— Start Source data —
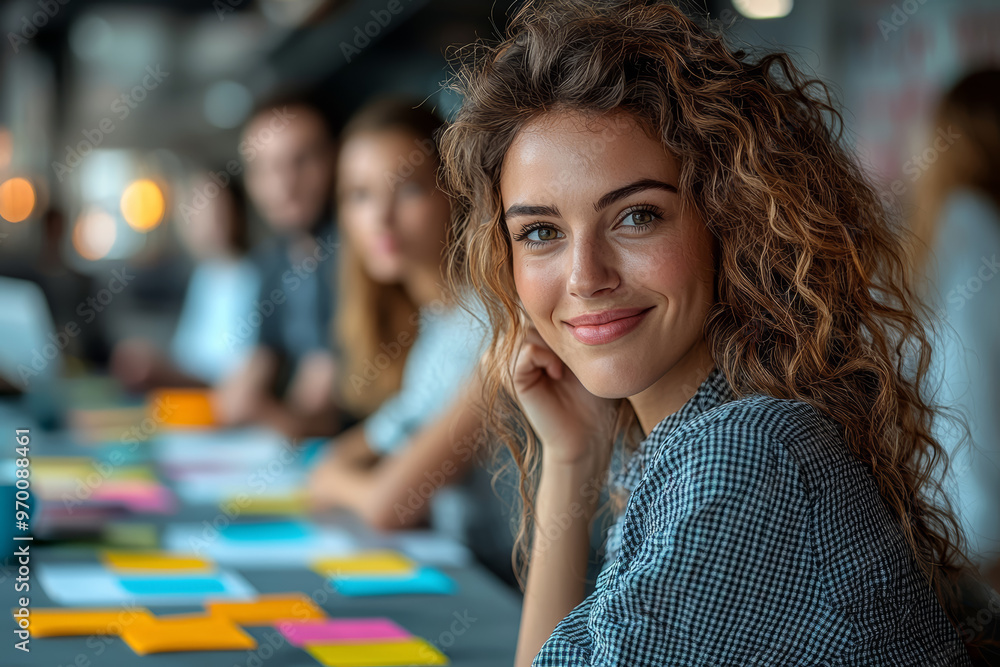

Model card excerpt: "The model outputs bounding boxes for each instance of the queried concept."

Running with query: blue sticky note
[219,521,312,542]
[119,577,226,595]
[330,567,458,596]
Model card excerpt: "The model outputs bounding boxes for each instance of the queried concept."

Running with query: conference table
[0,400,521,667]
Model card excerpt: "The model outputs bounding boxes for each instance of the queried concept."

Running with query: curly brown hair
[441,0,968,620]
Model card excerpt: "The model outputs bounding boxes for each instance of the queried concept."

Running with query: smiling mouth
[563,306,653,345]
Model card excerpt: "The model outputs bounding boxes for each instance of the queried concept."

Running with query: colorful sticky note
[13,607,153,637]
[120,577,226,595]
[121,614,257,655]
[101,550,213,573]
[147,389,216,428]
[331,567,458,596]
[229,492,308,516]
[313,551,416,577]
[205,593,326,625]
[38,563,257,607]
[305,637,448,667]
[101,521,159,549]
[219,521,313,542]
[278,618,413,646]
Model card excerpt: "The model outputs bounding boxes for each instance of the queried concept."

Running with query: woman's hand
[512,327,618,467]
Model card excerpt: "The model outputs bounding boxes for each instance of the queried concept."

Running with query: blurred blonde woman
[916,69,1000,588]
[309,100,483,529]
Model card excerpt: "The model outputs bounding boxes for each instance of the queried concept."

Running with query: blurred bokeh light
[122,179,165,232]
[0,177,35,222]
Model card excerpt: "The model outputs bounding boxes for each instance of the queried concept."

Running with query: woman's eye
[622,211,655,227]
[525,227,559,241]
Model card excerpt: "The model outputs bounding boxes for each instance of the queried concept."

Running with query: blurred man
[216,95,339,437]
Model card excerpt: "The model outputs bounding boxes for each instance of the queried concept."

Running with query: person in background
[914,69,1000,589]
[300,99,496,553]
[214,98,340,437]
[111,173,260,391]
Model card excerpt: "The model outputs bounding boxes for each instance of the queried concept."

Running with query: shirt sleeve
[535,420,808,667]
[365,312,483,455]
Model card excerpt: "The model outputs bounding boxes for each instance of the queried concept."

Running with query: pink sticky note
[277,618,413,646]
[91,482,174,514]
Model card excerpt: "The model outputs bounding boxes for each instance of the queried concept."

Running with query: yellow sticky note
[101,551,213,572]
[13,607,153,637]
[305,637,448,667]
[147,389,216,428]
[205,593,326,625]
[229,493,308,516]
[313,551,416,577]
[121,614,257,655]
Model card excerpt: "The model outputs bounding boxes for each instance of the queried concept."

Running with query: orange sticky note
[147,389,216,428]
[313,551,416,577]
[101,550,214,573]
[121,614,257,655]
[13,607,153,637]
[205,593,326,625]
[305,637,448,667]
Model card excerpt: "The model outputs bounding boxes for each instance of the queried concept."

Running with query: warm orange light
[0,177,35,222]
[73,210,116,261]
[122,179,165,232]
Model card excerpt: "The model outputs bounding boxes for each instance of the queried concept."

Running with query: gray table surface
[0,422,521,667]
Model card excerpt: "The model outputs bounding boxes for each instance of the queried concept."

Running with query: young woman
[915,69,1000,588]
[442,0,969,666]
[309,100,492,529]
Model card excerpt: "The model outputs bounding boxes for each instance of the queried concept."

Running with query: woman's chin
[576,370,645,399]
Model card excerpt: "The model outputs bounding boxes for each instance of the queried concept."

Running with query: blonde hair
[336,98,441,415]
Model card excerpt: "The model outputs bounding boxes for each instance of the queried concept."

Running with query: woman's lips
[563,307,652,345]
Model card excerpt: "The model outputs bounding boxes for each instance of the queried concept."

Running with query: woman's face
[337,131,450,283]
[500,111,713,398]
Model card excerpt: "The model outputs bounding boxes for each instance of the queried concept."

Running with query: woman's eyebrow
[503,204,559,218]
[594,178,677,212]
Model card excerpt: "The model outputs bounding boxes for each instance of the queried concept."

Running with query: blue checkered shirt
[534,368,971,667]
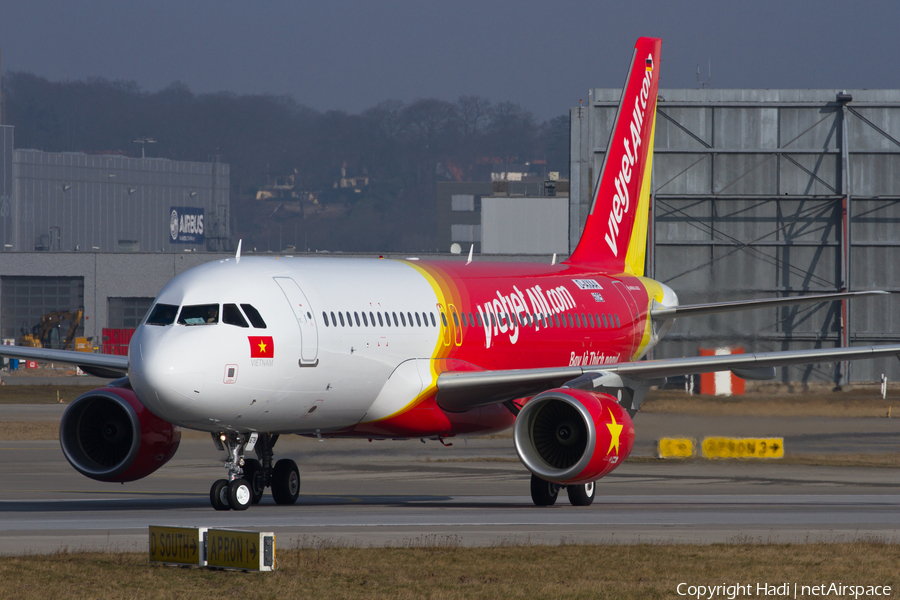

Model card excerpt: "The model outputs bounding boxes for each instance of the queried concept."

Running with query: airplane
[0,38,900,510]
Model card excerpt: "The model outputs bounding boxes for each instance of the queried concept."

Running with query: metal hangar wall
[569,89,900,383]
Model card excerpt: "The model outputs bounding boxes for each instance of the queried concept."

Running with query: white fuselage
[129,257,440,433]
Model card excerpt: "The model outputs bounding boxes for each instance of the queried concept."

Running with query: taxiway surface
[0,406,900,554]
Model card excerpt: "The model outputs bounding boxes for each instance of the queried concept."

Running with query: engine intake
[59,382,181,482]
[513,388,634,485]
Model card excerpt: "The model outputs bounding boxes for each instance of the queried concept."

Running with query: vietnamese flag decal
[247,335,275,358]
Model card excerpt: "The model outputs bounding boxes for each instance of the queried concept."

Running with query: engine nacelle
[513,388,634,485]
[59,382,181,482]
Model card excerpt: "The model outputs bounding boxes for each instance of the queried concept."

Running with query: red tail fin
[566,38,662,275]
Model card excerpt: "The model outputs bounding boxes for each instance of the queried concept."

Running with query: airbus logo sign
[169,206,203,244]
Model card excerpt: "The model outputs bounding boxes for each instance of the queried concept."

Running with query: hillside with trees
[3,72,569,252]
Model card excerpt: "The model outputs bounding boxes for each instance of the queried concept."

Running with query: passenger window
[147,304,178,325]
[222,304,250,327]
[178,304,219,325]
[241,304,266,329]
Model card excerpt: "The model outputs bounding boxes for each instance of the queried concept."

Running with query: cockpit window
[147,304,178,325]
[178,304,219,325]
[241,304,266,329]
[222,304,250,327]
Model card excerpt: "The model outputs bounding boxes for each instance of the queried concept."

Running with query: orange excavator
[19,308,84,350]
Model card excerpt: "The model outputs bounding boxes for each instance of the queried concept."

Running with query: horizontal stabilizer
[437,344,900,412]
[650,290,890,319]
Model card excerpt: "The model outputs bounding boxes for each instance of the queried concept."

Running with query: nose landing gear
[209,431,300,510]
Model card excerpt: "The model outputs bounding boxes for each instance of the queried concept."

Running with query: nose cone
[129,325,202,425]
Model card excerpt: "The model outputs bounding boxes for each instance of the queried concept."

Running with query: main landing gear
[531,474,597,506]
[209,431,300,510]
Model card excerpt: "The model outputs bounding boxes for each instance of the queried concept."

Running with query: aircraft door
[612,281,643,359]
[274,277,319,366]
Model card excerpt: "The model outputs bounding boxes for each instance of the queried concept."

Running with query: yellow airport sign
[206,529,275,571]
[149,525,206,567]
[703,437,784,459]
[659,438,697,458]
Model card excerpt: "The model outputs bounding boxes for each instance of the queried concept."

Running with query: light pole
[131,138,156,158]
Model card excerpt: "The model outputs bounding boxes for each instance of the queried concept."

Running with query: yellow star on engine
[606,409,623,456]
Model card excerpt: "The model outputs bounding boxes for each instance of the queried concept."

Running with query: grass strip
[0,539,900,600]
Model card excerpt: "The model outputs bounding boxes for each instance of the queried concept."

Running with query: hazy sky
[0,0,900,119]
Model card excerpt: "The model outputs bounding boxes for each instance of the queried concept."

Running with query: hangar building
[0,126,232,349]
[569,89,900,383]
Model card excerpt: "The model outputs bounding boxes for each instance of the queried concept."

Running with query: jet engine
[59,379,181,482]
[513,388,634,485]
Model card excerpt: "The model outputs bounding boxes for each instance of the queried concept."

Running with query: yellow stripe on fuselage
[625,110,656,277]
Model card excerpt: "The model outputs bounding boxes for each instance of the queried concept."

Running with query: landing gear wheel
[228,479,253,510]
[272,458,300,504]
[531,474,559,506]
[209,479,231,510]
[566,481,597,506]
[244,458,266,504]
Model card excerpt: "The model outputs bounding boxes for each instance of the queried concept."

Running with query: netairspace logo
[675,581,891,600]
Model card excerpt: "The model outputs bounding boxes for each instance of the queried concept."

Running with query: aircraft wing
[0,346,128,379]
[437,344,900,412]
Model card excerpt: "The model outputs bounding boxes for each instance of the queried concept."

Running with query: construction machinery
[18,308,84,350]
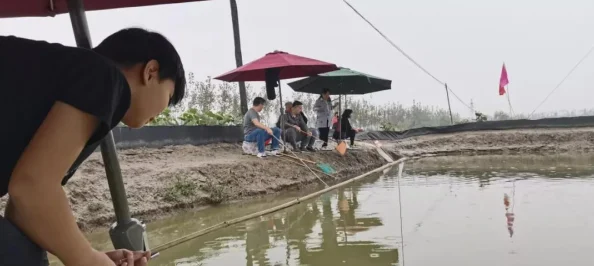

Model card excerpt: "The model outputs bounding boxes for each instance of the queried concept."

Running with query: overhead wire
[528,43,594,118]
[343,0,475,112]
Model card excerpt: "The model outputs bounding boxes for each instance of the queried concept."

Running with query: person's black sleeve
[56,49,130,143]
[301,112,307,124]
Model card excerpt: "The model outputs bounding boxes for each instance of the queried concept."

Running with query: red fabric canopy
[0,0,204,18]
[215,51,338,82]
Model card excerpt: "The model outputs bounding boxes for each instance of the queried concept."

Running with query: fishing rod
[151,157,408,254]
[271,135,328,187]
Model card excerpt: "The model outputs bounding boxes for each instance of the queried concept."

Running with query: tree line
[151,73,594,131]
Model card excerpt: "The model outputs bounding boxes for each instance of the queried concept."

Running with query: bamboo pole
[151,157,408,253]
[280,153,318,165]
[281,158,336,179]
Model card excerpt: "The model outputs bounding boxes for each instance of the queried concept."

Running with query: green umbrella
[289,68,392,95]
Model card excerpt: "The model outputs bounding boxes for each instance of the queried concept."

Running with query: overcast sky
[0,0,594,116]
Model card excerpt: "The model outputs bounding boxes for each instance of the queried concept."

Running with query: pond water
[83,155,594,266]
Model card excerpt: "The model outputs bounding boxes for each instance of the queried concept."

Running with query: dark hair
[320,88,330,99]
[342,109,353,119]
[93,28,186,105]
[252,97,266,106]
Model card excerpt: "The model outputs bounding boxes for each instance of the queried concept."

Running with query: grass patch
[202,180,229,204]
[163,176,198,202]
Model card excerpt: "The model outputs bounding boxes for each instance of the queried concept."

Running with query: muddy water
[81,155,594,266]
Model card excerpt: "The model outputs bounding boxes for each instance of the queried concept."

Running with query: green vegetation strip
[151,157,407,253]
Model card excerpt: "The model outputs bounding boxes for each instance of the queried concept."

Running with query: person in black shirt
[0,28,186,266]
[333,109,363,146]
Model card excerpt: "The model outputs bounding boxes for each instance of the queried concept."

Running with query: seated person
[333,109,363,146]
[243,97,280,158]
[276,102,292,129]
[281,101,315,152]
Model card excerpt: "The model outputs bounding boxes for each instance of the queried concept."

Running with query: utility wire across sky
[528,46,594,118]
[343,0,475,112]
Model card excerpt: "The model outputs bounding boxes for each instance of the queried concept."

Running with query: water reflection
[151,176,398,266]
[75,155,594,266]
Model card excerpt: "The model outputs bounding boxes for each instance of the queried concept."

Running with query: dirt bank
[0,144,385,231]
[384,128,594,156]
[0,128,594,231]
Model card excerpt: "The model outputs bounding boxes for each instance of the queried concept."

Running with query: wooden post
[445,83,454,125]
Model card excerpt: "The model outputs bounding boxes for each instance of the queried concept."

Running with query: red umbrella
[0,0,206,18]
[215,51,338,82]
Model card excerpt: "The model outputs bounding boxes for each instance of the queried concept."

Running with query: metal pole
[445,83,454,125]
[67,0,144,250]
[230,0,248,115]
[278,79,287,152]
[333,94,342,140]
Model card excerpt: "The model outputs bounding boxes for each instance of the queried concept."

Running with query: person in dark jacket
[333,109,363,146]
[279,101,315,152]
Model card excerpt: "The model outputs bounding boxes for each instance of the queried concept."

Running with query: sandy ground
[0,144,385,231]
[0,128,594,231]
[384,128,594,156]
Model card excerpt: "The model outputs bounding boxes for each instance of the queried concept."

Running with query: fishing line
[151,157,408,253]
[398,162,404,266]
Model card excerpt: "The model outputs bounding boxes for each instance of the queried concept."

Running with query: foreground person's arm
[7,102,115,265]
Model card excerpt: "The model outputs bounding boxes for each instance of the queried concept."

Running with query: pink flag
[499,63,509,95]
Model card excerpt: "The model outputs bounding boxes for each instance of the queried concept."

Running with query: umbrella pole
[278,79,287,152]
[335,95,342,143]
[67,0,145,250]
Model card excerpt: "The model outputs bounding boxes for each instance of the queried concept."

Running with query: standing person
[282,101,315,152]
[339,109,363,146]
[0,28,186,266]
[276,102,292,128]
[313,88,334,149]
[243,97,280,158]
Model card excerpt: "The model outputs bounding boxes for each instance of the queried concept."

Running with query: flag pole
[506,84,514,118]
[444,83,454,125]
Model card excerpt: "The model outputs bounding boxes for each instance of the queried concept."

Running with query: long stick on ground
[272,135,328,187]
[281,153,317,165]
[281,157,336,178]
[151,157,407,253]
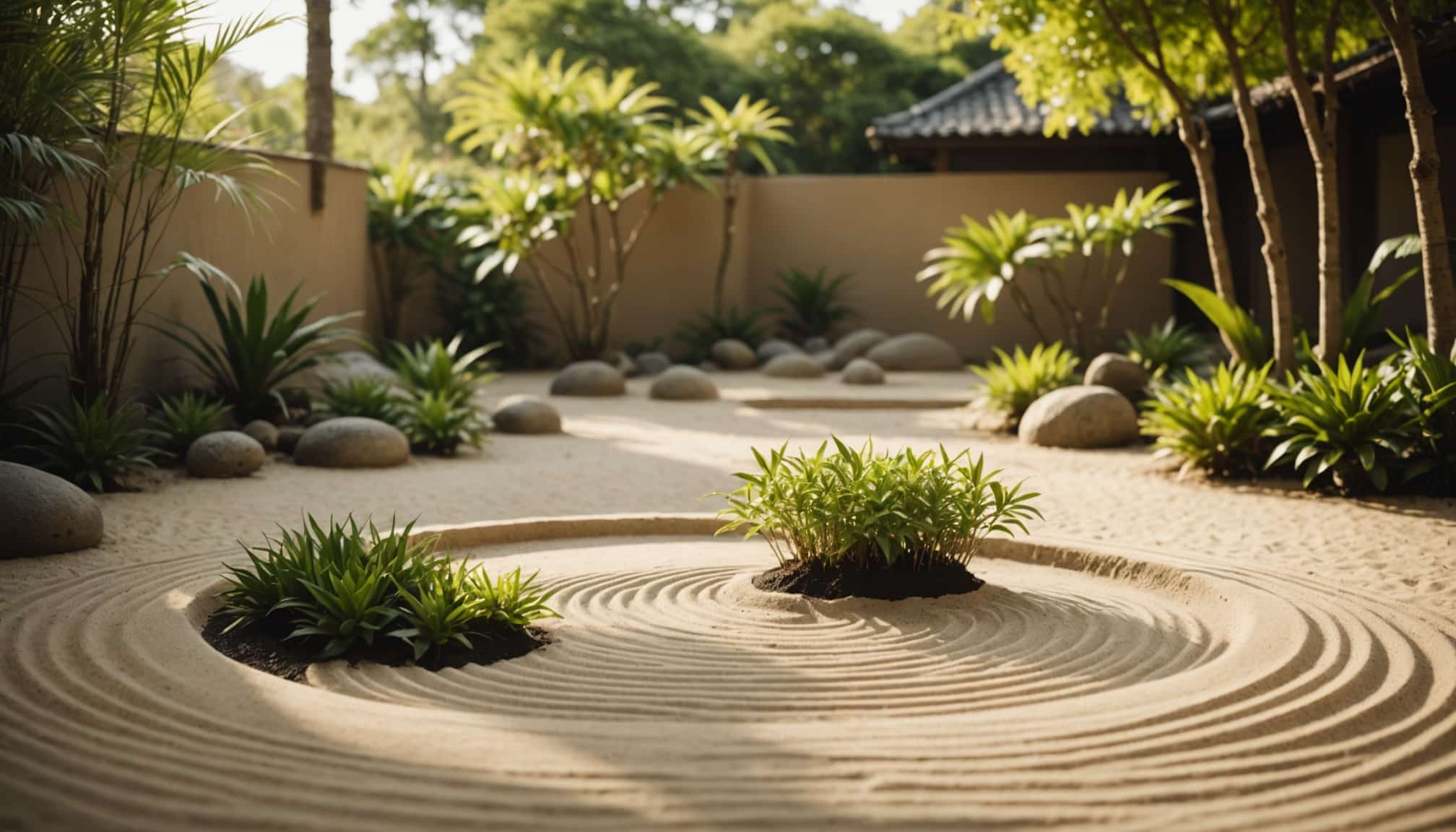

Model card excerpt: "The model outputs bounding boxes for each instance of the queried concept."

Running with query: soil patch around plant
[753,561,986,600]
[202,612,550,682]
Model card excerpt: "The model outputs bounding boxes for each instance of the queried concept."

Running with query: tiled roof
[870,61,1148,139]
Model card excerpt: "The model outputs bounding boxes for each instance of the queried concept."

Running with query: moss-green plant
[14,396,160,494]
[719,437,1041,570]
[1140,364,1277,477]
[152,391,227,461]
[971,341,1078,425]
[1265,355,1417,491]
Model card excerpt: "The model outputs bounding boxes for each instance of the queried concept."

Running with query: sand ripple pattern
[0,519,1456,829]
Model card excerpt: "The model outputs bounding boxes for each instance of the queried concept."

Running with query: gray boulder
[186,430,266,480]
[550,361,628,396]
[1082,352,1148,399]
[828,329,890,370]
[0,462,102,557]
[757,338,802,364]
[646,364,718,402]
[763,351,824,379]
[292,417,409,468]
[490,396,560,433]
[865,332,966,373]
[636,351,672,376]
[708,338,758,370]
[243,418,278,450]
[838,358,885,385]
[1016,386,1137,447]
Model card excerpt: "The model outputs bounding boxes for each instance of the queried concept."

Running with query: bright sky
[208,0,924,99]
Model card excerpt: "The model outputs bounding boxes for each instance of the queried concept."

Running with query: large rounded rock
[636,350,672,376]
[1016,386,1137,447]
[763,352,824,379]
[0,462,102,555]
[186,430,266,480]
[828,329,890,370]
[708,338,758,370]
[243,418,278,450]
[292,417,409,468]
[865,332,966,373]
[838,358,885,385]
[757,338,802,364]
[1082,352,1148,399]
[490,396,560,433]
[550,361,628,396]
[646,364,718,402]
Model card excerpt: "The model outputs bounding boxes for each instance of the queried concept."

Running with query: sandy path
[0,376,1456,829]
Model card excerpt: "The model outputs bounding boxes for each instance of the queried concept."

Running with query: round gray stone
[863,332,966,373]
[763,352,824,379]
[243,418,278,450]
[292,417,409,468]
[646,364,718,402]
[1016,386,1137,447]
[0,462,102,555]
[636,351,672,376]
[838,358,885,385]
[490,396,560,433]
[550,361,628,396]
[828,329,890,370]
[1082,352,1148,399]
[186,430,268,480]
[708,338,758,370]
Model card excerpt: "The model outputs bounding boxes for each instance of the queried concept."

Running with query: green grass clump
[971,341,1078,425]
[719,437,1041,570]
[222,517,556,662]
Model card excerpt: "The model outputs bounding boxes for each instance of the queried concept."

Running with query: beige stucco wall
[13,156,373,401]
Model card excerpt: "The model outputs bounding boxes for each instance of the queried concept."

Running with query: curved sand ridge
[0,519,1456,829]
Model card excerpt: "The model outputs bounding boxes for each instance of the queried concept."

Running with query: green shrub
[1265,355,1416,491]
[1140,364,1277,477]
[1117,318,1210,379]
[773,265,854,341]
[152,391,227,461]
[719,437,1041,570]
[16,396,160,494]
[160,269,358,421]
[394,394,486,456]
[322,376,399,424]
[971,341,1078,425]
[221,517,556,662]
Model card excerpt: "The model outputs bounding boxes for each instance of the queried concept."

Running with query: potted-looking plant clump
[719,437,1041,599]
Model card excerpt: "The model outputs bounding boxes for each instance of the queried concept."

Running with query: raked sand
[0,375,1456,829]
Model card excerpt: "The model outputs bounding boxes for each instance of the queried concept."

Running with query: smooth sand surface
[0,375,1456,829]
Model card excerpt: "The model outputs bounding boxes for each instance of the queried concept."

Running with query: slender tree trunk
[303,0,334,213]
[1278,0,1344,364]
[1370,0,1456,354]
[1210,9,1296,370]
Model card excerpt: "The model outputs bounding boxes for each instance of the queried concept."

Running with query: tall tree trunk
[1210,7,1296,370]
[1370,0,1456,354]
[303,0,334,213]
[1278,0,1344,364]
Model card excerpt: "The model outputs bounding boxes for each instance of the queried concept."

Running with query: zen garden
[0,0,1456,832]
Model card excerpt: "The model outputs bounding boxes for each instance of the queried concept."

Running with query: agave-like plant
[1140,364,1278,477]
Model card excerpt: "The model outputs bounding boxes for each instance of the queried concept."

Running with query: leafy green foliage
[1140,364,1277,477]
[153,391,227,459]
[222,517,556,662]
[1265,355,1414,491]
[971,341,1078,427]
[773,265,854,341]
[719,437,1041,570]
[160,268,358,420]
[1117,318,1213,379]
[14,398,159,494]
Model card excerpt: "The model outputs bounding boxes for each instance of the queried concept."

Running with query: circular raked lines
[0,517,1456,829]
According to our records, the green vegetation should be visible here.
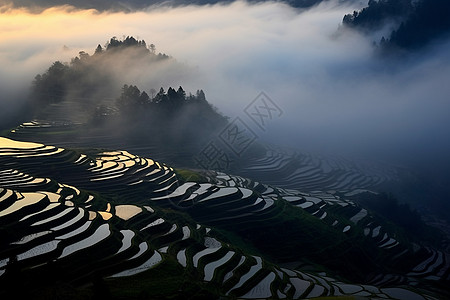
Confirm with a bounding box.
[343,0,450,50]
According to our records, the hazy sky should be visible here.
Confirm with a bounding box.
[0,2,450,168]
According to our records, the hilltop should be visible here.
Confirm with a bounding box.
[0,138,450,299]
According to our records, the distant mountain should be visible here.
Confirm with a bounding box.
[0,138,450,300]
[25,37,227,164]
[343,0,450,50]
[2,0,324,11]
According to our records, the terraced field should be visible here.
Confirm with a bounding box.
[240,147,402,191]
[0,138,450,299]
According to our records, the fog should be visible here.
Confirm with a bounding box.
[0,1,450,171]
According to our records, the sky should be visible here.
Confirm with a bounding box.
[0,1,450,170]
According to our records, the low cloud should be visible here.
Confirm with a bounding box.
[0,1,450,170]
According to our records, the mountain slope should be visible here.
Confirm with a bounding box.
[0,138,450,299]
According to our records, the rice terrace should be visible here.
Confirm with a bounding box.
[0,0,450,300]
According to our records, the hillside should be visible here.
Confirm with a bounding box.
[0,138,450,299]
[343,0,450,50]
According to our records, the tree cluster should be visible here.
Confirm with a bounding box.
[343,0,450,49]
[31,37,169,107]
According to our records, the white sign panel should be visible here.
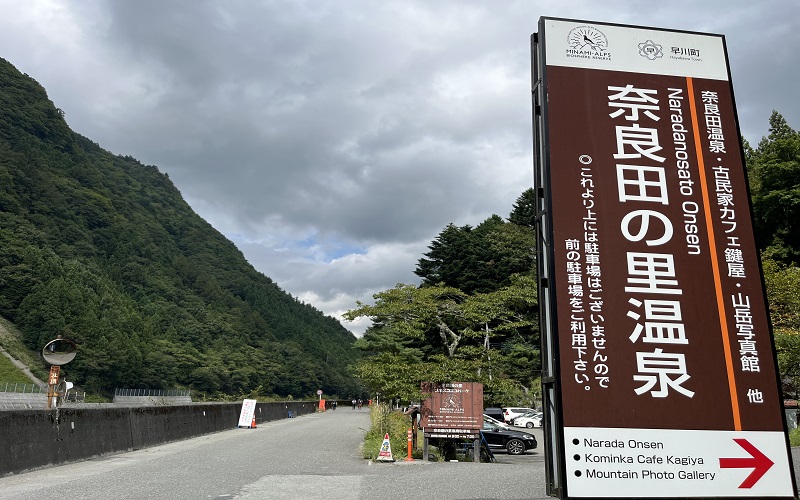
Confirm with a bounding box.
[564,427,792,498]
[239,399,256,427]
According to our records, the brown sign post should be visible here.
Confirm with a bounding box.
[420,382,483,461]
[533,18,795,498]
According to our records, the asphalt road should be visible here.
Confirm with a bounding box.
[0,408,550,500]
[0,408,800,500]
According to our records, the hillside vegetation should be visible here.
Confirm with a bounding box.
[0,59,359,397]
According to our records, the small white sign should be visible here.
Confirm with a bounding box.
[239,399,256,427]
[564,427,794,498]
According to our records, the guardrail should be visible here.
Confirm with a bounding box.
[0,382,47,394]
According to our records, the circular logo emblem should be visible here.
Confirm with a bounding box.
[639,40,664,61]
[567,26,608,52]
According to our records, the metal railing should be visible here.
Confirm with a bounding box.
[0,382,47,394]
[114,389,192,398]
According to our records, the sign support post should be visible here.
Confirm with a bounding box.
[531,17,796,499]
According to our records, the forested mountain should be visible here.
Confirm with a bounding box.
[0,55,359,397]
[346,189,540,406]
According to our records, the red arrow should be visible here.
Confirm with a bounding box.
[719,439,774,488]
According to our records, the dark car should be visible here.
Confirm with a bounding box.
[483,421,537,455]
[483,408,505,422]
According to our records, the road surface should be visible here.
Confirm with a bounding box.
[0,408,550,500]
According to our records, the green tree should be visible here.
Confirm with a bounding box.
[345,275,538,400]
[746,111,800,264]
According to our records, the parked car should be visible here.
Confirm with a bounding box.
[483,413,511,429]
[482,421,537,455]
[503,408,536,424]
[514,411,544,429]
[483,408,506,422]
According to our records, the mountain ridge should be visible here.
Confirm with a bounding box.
— End Source data —
• Task: Reproduce word for word the part of the material that runs from its beginning through the line containing "[563,306,653,345]", including both ends. Leave the pictures out of your answer.

• Solution for this exercise:
Model card excerpt: "The model outputs bounding boxes for each instance of the queried concept."

Running with query: blue sticky note
[219,521,312,542]
[119,577,226,595]
[330,567,458,596]
Model card excerpt: "The model outputs bounding boxes for each instance of the queried concept."

Running with query: conference table
[0,400,521,667]
Model card excerpt: "The model outputs bounding boxes for each instance of the queried concept."

Running with query: curly brown hair
[441,0,968,620]
Model card excerpt: "The model outputs bounding boxes for each instance of the queried concept."

Running with query: smiling mouth
[563,306,653,345]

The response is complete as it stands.